**The problem:** Repeat verbatim the lines of the data below, beginning with the line containing "trace: dark hair" and continuing to the end.

**Records for the task:**
┏━━

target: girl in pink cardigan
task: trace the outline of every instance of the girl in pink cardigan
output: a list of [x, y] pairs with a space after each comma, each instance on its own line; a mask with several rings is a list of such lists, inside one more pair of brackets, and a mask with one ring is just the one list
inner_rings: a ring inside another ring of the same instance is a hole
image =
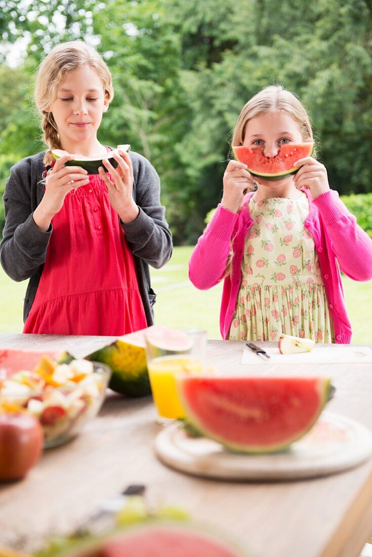
[[[281, 86], [265, 87], [244, 106], [233, 145], [275, 157], [282, 145], [313, 141], [308, 115]], [[259, 180], [231, 160], [221, 203], [190, 259], [200, 290], [224, 279], [224, 339], [277, 340], [282, 333], [349, 344], [340, 269], [372, 278], [372, 240], [331, 190], [325, 167], [298, 160], [294, 177]]]

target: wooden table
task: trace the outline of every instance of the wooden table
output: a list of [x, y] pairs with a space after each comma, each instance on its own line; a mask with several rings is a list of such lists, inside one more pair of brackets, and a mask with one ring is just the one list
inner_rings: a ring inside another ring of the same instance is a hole
[[[0, 348], [60, 348], [79, 356], [112, 340], [0, 335]], [[220, 367], [241, 370], [243, 346], [210, 341], [208, 357]], [[309, 367], [305, 373], [314, 371]], [[372, 428], [371, 366], [340, 364], [319, 370], [325, 372], [331, 373], [337, 389], [328, 408]], [[109, 396], [77, 438], [46, 451], [23, 480], [0, 487], [0, 545], [25, 551], [40, 548], [51, 535], [74, 531], [104, 500], [130, 483], [144, 483], [150, 496], [182, 505], [195, 520], [221, 526], [246, 542], [256, 557], [356, 557], [372, 533], [372, 459], [316, 480], [207, 481], [157, 460], [153, 445], [160, 428], [150, 397]]]

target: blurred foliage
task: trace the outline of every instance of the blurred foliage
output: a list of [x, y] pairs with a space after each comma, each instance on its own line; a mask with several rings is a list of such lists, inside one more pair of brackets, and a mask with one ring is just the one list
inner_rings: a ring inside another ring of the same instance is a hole
[[371, 19], [369, 0], [0, 0], [3, 45], [27, 42], [16, 69], [0, 65], [0, 152], [43, 148], [31, 75], [55, 44], [82, 38], [114, 78], [99, 138], [154, 164], [176, 243], [194, 243], [219, 201], [232, 130], [266, 85], [307, 109], [331, 187], [370, 192]]

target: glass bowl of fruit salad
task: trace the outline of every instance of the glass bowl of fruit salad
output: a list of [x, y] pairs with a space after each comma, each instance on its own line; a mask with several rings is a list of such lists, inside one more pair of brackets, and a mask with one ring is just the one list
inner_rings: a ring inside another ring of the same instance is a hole
[[0, 378], [0, 409], [32, 414], [42, 427], [44, 447], [57, 447], [97, 415], [111, 374], [104, 364], [87, 360], [58, 364], [45, 356], [32, 371]]

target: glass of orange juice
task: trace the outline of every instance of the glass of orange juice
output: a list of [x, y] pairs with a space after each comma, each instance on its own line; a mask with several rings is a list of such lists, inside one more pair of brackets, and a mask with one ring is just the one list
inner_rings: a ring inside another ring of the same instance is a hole
[[146, 336], [146, 358], [158, 422], [184, 417], [175, 383], [178, 373], [200, 373], [204, 367], [207, 333], [167, 328]]

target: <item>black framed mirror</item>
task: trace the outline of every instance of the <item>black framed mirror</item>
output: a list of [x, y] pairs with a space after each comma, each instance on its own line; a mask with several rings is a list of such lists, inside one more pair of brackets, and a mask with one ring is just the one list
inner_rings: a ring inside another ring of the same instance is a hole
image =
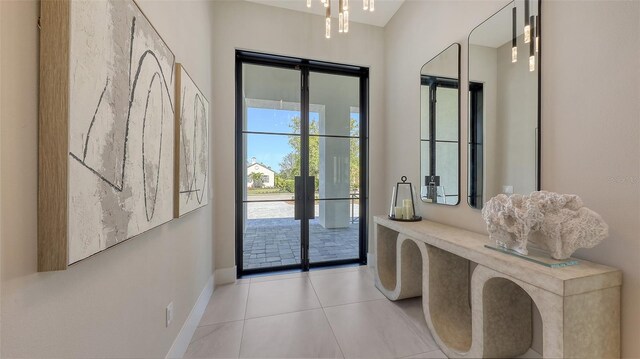
[[460, 203], [460, 44], [420, 70], [420, 198]]
[[517, 0], [469, 34], [468, 198], [540, 189], [540, 2]]

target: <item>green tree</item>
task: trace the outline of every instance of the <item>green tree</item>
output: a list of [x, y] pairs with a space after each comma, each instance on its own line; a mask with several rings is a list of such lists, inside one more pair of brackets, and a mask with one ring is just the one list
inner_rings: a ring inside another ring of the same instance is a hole
[[[300, 127], [300, 117], [293, 117], [289, 123], [289, 128], [292, 132], [298, 132]], [[351, 136], [359, 136], [358, 121], [354, 118], [350, 120], [350, 134]], [[309, 134], [319, 134], [318, 122], [311, 120], [309, 123]], [[280, 177], [283, 180], [293, 180], [296, 175], [300, 173], [300, 161], [301, 161], [301, 137], [289, 136], [289, 145], [293, 148], [293, 151], [287, 154], [280, 162]], [[360, 141], [353, 138], [350, 140], [350, 185], [352, 189], [360, 187]], [[320, 137], [309, 137], [309, 176], [316, 178], [316, 188], [319, 184], [320, 175]]]
[[262, 173], [252, 172], [249, 174], [249, 179], [253, 182], [252, 188], [262, 188]]

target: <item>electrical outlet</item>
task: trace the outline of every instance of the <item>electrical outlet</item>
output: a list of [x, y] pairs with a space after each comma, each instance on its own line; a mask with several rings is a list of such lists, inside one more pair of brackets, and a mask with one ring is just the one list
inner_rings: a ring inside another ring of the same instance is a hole
[[173, 320], [173, 302], [167, 305], [166, 318], [167, 318], [167, 328], [168, 328], [169, 324], [171, 324], [171, 321]]
[[513, 194], [513, 186], [502, 186], [502, 193], [504, 194]]

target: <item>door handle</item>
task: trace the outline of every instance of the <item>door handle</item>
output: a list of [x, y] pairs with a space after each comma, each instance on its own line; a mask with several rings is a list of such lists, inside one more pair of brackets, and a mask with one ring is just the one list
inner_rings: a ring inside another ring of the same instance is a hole
[[304, 207], [302, 202], [304, 201], [304, 191], [302, 188], [302, 176], [295, 177], [295, 184], [293, 190], [294, 197], [294, 220], [300, 220], [304, 216]]
[[307, 219], [316, 218], [316, 178], [307, 177]]

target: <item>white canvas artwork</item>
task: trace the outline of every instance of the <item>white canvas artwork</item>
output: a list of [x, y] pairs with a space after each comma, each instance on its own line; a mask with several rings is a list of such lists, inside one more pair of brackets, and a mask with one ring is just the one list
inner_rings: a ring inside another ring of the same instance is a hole
[[173, 218], [174, 64], [131, 0], [71, 2], [69, 264]]
[[180, 128], [179, 153], [176, 152], [176, 217], [179, 217], [208, 203], [209, 101], [182, 65], [176, 66], [176, 74], [179, 78], [176, 121]]

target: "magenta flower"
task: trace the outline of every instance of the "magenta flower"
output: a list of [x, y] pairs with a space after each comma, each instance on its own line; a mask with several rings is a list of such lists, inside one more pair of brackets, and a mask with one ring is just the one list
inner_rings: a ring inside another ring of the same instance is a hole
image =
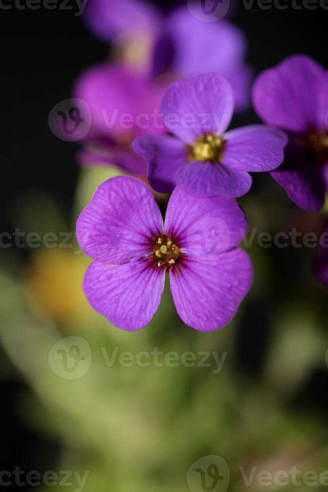
[[230, 23], [204, 22], [186, 6], [165, 17], [145, 0], [88, 0], [84, 19], [121, 54], [141, 56], [151, 77], [166, 74], [173, 80], [214, 72], [231, 84], [237, 110], [249, 106], [253, 71], [245, 62], [247, 42]]
[[77, 224], [80, 245], [95, 260], [85, 276], [87, 297], [115, 325], [138, 330], [157, 311], [169, 272], [182, 319], [197, 330], [217, 330], [232, 318], [252, 284], [250, 260], [236, 247], [247, 228], [234, 199], [195, 199], [179, 188], [163, 224], [144, 183], [109, 179]]
[[84, 17], [90, 29], [108, 43], [154, 35], [162, 22], [159, 12], [146, 0], [88, 0]]
[[172, 73], [175, 79], [218, 73], [231, 84], [236, 109], [242, 111], [249, 105], [253, 78], [245, 61], [247, 45], [236, 26], [224, 20], [204, 22], [182, 7], [165, 19], [158, 32], [152, 73], [155, 77]]
[[271, 171], [283, 159], [287, 137], [265, 126], [228, 132], [234, 98], [230, 84], [215, 73], [179, 80], [160, 106], [175, 136], [144, 136], [133, 150], [148, 163], [149, 183], [168, 193], [176, 185], [199, 196], [241, 196], [252, 184], [249, 172]]
[[307, 56], [290, 57], [260, 75], [253, 98], [264, 121], [289, 134], [271, 175], [298, 206], [319, 210], [328, 185], [328, 72]]
[[161, 83], [121, 64], [105, 63], [88, 69], [79, 78], [75, 97], [85, 101], [91, 128], [78, 159], [82, 165], [114, 164], [133, 174], [144, 175], [144, 161], [131, 143], [148, 132], [162, 132], [151, 114], [164, 92]]

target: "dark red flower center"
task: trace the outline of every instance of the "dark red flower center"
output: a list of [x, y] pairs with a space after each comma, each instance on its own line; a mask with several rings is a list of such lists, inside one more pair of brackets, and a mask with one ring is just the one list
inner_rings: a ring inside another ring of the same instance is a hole
[[328, 133], [311, 132], [306, 138], [306, 144], [311, 160], [318, 164], [328, 162]]
[[169, 236], [160, 236], [154, 248], [153, 255], [158, 267], [171, 268], [176, 264], [181, 254], [177, 244]]

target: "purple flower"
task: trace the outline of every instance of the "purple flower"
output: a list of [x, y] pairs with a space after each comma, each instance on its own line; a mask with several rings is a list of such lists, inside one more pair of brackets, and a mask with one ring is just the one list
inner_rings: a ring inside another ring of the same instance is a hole
[[281, 163], [283, 132], [257, 125], [226, 133], [233, 108], [231, 86], [217, 74], [171, 84], [160, 112], [175, 137], [144, 136], [132, 144], [148, 163], [155, 190], [168, 193], [177, 185], [199, 196], [241, 196], [251, 187], [249, 171], [271, 171]]
[[236, 108], [249, 106], [253, 71], [245, 61], [245, 37], [232, 24], [204, 22], [187, 6], [165, 18], [144, 0], [88, 0], [84, 18], [98, 37], [114, 42], [125, 62], [137, 63], [153, 78], [215, 72], [231, 84]]
[[319, 210], [328, 185], [328, 72], [307, 56], [290, 57], [260, 75], [253, 98], [262, 119], [289, 134], [272, 176], [298, 206]]
[[80, 163], [114, 164], [145, 175], [144, 162], [133, 152], [131, 142], [149, 131], [162, 131], [152, 124], [150, 115], [158, 107], [163, 92], [160, 83], [121, 64], [106, 63], [86, 70], [74, 90], [75, 97], [89, 105], [91, 114], [91, 131], [78, 155]]
[[91, 31], [109, 43], [155, 33], [162, 22], [159, 11], [145, 0], [88, 0], [84, 19]]
[[118, 176], [103, 183], [77, 224], [94, 260], [84, 290], [93, 307], [124, 329], [139, 329], [157, 311], [169, 272], [182, 319], [211, 331], [228, 323], [250, 289], [252, 267], [236, 248], [247, 228], [233, 199], [195, 199], [177, 188], [165, 223], [150, 190]]
[[181, 7], [165, 20], [158, 33], [152, 73], [155, 77], [172, 73], [176, 79], [218, 73], [230, 82], [236, 109], [244, 110], [249, 105], [253, 78], [253, 71], [245, 62], [246, 47], [243, 33], [235, 26], [223, 20], [203, 22], [186, 7]]

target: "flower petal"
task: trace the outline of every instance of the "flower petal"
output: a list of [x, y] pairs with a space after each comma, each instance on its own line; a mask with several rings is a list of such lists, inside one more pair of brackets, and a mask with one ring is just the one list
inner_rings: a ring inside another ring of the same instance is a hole
[[103, 183], [78, 220], [83, 250], [102, 263], [125, 263], [151, 252], [162, 220], [150, 189], [141, 181], [116, 176]]
[[90, 30], [107, 42], [134, 32], [152, 32], [160, 22], [155, 8], [144, 0], [88, 0], [84, 17]]
[[325, 183], [321, 168], [306, 160], [302, 147], [291, 143], [286, 148], [285, 156], [283, 163], [271, 175], [299, 207], [309, 211], [321, 209]]
[[287, 135], [278, 129], [253, 125], [226, 134], [222, 164], [238, 171], [275, 169], [283, 160]]
[[325, 72], [318, 93], [316, 128], [321, 132], [328, 131], [328, 72]]
[[252, 186], [248, 173], [230, 169], [216, 162], [194, 161], [185, 166], [177, 176], [177, 185], [196, 196], [242, 196]]
[[287, 58], [258, 77], [253, 89], [255, 109], [266, 123], [295, 132], [315, 128], [318, 94], [325, 72], [311, 58]]
[[221, 256], [188, 258], [183, 269], [173, 269], [170, 285], [178, 313], [185, 323], [213, 331], [235, 315], [250, 288], [253, 267], [238, 248]]
[[169, 131], [191, 145], [201, 135], [224, 132], [233, 108], [232, 89], [216, 73], [202, 74], [173, 82], [160, 105]]
[[90, 107], [91, 135], [126, 143], [150, 130], [163, 133], [151, 114], [158, 111], [163, 91], [161, 84], [151, 83], [146, 74], [106, 62], [86, 70], [74, 92]]
[[[155, 47], [155, 64], [166, 58], [163, 38], [170, 40], [167, 48], [171, 56], [166, 57], [168, 65], [161, 70], [185, 77], [215, 72], [228, 77], [243, 63], [246, 51], [246, 40], [238, 28], [223, 20], [204, 22], [192, 15], [186, 6], [175, 10], [166, 21], [158, 40], [161, 56]], [[155, 73], [159, 75], [160, 71]]]
[[187, 161], [186, 148], [174, 137], [145, 135], [136, 139], [132, 148], [148, 164], [148, 179], [159, 193], [170, 193], [177, 173]]
[[233, 198], [195, 198], [176, 188], [169, 201], [165, 230], [183, 252], [194, 256], [219, 255], [237, 245], [248, 224]]
[[96, 311], [124, 330], [147, 325], [160, 303], [165, 270], [154, 269], [148, 259], [118, 268], [94, 262], [84, 279], [84, 291]]

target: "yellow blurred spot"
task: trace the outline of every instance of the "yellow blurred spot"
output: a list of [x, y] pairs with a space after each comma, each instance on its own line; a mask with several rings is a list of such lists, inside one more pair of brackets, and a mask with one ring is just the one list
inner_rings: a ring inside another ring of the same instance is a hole
[[57, 323], [78, 322], [92, 312], [82, 288], [85, 271], [82, 256], [73, 249], [43, 250], [26, 269], [28, 298]]

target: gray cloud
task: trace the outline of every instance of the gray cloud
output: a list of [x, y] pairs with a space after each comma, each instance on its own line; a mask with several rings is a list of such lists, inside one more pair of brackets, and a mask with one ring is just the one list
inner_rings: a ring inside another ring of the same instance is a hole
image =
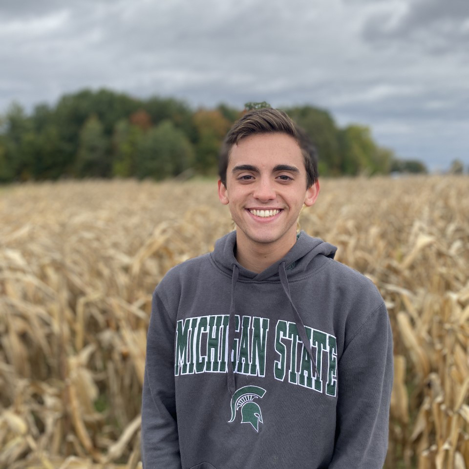
[[435, 54], [469, 52], [467, 0], [411, 0], [401, 6], [390, 5], [386, 11], [369, 18], [363, 26], [363, 38], [377, 45], [404, 43]]
[[[86, 87], [194, 106], [307, 103], [341, 124], [375, 128], [379, 141], [399, 153], [417, 152], [412, 139], [425, 132], [407, 129], [439, 122], [444, 135], [466, 122], [469, 59], [461, 44], [469, 23], [457, 0], [410, 2], [4, 1], [0, 113], [14, 100], [30, 109]], [[445, 54], [431, 50], [439, 46]], [[437, 144], [426, 151], [428, 161], [442, 153]]]

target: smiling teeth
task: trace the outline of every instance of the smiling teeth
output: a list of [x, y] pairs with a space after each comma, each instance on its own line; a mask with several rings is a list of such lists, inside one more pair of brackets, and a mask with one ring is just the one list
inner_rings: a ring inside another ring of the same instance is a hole
[[257, 216], [273, 216], [277, 215], [279, 210], [250, 210], [253, 215], [256, 215]]

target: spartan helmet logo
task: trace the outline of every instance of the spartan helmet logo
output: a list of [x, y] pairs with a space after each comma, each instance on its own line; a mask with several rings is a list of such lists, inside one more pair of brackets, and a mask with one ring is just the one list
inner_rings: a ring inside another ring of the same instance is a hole
[[253, 401], [257, 398], [262, 399], [265, 393], [265, 389], [258, 386], [244, 386], [239, 388], [231, 398], [231, 420], [229, 422], [234, 420], [236, 411], [240, 407], [242, 417], [241, 423], [251, 424], [253, 428], [258, 432], [259, 422], [261, 424], [264, 422], [260, 407]]

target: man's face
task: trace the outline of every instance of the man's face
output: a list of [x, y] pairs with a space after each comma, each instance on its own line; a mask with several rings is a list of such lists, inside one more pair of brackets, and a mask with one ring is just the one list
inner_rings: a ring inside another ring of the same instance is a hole
[[234, 145], [218, 197], [229, 207], [238, 241], [294, 243], [301, 207], [319, 193], [319, 183], [307, 189], [306, 180], [301, 149], [286, 134], [255, 134]]

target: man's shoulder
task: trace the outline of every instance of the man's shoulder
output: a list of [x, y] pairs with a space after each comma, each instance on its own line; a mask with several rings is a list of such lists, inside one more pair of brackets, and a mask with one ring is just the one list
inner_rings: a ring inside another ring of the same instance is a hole
[[377, 303], [383, 302], [376, 285], [366, 276], [337, 260], [331, 260], [329, 265], [332, 281], [342, 294], [364, 295], [369, 300], [374, 299]]

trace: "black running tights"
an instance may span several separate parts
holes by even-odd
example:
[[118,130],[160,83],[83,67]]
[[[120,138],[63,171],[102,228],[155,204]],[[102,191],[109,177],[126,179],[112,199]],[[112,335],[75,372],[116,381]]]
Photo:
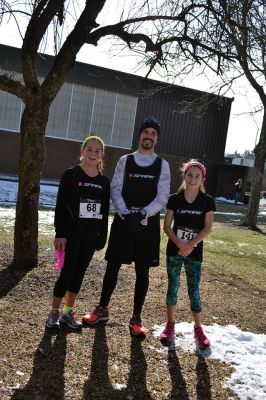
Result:
[[[100,305],[106,307],[109,304],[112,293],[115,290],[120,263],[108,261],[100,299]],[[149,267],[135,263],[136,282],[134,295],[133,314],[141,314],[145,297],[149,288]]]

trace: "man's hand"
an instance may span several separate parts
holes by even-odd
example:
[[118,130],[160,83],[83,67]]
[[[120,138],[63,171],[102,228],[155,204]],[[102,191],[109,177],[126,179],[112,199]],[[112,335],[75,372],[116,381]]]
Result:
[[141,221],[145,217],[141,214],[140,211],[126,214],[124,216],[124,224],[129,233],[139,232],[142,229]]

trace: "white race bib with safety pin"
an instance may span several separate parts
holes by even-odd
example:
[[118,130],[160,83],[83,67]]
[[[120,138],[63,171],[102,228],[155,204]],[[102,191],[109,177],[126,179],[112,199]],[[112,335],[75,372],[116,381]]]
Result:
[[184,243],[194,239],[197,235],[198,234],[194,232],[192,229],[188,229],[185,227],[178,228],[176,232],[176,236],[178,237],[178,239],[180,239]]
[[90,199],[80,199],[79,217],[80,218],[96,218],[102,219],[100,214],[101,203]]

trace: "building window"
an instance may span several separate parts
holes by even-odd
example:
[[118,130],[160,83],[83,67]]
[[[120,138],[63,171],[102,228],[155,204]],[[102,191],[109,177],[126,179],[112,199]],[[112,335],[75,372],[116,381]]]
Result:
[[0,128],[19,132],[22,101],[16,96],[0,91]]
[[[0,128],[19,132],[24,104],[3,91],[0,102]],[[131,149],[136,110],[136,96],[65,83],[50,107],[46,136],[83,141],[99,135],[106,145]]]

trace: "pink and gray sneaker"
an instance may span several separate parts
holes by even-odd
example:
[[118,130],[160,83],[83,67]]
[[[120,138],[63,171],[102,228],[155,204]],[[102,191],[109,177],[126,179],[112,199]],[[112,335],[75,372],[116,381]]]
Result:
[[160,342],[164,346],[169,346],[175,337],[175,323],[174,322],[167,322],[165,325],[164,330],[160,335]]
[[211,346],[211,343],[207,336],[204,334],[201,326],[199,326],[198,328],[194,328],[194,338],[199,348],[206,348]]

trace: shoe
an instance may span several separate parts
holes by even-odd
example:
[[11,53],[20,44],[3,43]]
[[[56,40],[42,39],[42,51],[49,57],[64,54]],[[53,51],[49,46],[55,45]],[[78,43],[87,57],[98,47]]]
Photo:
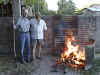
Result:
[[26,62],[27,62],[27,63],[29,63],[29,62],[30,62],[30,60],[26,60]]
[[21,60],[21,64],[25,64],[25,61]]
[[36,58],[37,58],[37,59],[39,59],[39,60],[41,60],[41,59],[42,59],[41,57],[38,57],[38,56],[37,56]]

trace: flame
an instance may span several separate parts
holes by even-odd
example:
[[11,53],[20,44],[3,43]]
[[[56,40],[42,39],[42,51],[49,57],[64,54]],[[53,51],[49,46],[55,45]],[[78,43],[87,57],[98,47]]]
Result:
[[[80,45],[76,43],[73,32],[69,31],[65,38],[65,48],[64,52],[61,54],[61,60],[63,62],[68,62],[70,66],[85,66],[85,48],[80,48]],[[73,44],[75,43],[75,45]]]

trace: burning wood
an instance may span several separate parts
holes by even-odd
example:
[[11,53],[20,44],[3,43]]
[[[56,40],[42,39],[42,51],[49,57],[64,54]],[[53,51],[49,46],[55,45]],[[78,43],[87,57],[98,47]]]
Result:
[[[73,42],[75,43],[73,44]],[[65,38],[65,48],[57,64],[64,63],[73,68],[85,67],[85,48],[80,48],[76,42],[73,32],[68,31]]]

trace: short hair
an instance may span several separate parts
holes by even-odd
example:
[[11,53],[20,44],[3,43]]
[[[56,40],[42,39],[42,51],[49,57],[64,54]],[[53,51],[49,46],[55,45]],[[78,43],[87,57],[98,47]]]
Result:
[[40,12],[36,12],[36,13],[35,13],[35,16],[39,16],[39,17],[41,17]]

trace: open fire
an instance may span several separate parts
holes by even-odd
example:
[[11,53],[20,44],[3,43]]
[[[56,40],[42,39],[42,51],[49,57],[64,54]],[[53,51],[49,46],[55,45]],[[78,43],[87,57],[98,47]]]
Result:
[[81,48],[77,42],[78,41],[73,36],[73,32],[68,31],[65,38],[65,48],[57,64],[68,64],[72,68],[85,67],[85,48]]

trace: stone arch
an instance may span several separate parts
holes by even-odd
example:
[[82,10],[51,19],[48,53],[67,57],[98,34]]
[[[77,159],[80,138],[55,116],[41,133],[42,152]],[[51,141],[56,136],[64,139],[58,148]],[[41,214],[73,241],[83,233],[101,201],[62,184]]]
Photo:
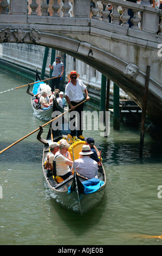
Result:
[[[35,44],[61,51],[84,62],[108,77],[141,107],[145,74],[134,64],[129,63],[95,44],[93,45],[81,41],[77,36],[75,38],[38,31],[32,27],[25,31],[20,28],[14,30],[6,28],[1,31],[0,42]],[[161,86],[151,77],[147,114],[154,119],[155,115],[159,118],[159,120],[162,118],[161,91]]]

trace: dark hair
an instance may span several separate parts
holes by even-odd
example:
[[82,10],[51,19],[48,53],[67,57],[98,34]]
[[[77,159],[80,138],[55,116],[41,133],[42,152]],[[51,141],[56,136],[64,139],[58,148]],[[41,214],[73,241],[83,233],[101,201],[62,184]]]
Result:
[[56,98],[59,98],[60,97],[59,92],[56,92]]

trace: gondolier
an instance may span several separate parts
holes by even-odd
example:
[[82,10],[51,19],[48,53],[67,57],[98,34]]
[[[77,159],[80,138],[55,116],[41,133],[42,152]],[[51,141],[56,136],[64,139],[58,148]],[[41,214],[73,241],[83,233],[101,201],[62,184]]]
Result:
[[53,70],[52,77],[59,76],[51,80],[51,90],[53,93],[55,89],[59,89],[60,78],[64,72],[64,65],[63,63],[61,62],[61,56],[57,55],[56,57],[56,61],[53,63],[52,66],[50,64],[49,66],[50,69]]
[[83,101],[84,99],[83,92],[86,94],[86,99],[87,101],[90,100],[90,97],[88,96],[86,86],[81,80],[77,79],[79,77],[80,75],[75,70],[72,71],[67,75],[68,78],[70,80],[66,87],[65,96],[69,108],[73,110],[70,113],[70,135],[72,137],[76,135],[75,120],[76,116],[78,114],[79,121],[77,121],[77,136],[80,139],[84,139],[82,136],[83,104],[81,104],[76,108],[75,106]]

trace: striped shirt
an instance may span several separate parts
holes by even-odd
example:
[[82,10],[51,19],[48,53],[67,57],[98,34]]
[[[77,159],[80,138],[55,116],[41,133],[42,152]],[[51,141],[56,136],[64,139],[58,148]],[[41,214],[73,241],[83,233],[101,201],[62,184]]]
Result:
[[63,63],[61,62],[56,65],[56,62],[54,62],[53,65],[54,66],[54,69],[52,76],[55,77],[60,76],[62,71],[62,67],[64,65]]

┗━━

**Finished answer:**
trace: dark hair
an instance may span several separate parts
holes by even-odd
example:
[[82,10],[51,19],[48,53],[67,57],[98,34]]
[[[77,159],[80,138],[55,116],[41,133],[42,152]],[[51,141],[56,136],[64,139],[58,148]],[[41,214],[73,241],[83,233],[101,201],[62,184]]]
Result:
[[56,98],[59,98],[60,97],[59,92],[56,92]]

trace: gondolier
an instance may span several separate parts
holes by even-odd
example:
[[82,10],[51,19],[48,53],[67,57],[98,34]]
[[[77,159],[80,138],[55,116],[41,133],[42,152]],[[51,141],[56,136],[64,139],[58,148]],[[41,214],[73,241],[83,233],[101,201],[62,184]]]
Result:
[[53,70],[52,77],[59,76],[51,80],[51,90],[53,93],[55,89],[59,89],[60,78],[64,72],[64,65],[63,63],[61,62],[61,56],[57,55],[56,57],[56,61],[53,63],[52,66],[50,64],[49,66],[50,69]]
[[83,101],[84,99],[83,92],[86,94],[86,99],[87,101],[90,100],[90,97],[88,96],[86,86],[81,80],[77,79],[79,77],[80,75],[75,70],[72,71],[67,75],[68,78],[70,80],[66,87],[65,96],[69,108],[73,110],[70,113],[70,135],[72,137],[76,135],[75,120],[76,116],[78,114],[79,121],[77,121],[77,136],[80,139],[84,139],[82,136],[83,104],[81,104],[76,108],[75,106]]

trace: striped shirt
an instance may span several separate parts
holes by even-odd
example:
[[82,10],[51,19],[48,53],[67,57],[98,34]]
[[[77,159],[80,138],[55,116],[41,133],[42,152]],[[51,141],[56,136],[64,139],[58,148]],[[41,214],[73,241],[83,233],[101,201],[62,184]]]
Result:
[[63,63],[61,62],[56,65],[56,62],[54,62],[53,65],[54,66],[54,69],[52,76],[55,77],[60,76],[62,71],[62,67],[64,65]]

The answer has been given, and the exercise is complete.